━━ The data

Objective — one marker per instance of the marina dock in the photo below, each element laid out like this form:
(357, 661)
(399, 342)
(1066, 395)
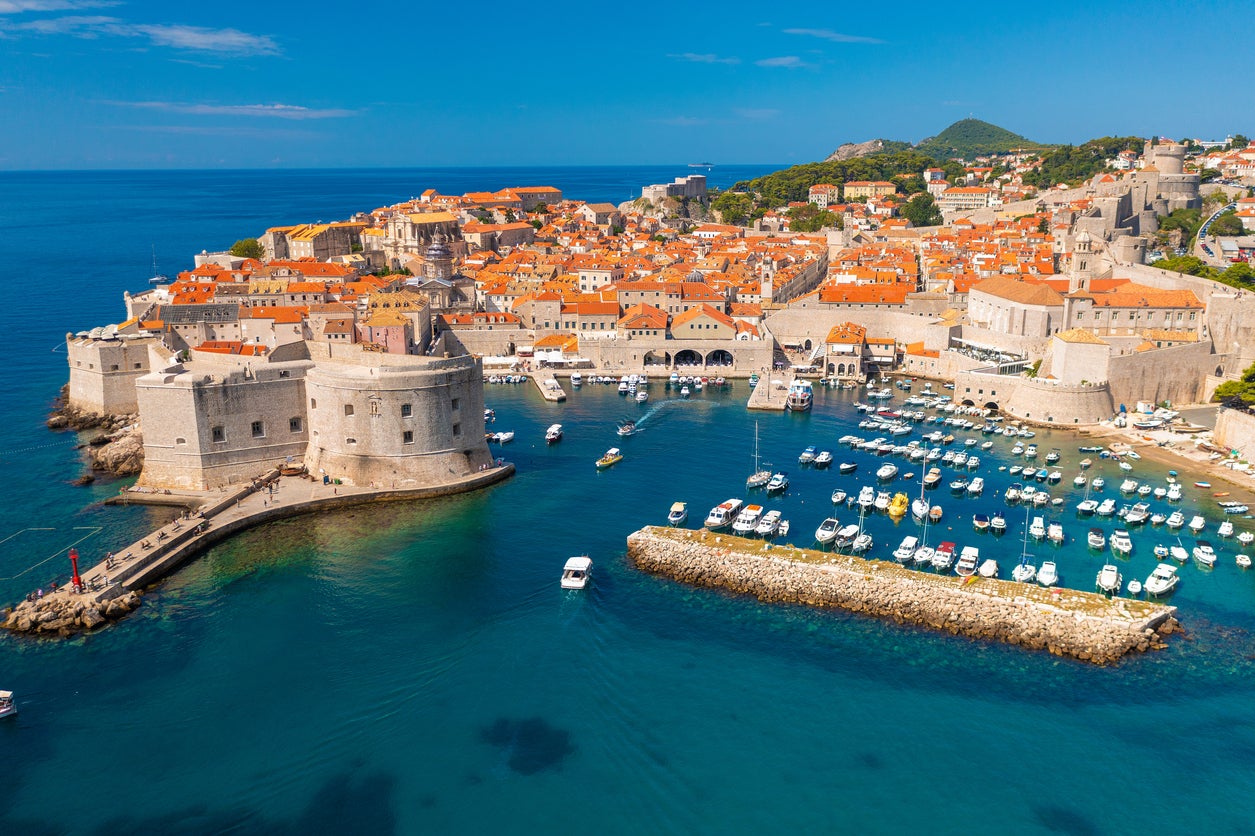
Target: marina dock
(1063, 621)
(549, 385)
(772, 392)
(109, 586)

━━━━

Aim of the exercise »
A faithful copy of all the lines above is needed, with the pictures omitted.

Result of this exercise »
Objective — one marker per instance of the marina dock in the photo below, each element laid out like this form:
(357, 661)
(399, 342)
(1066, 395)
Target: marina dock
(1063, 621)
(549, 385)
(772, 392)
(109, 586)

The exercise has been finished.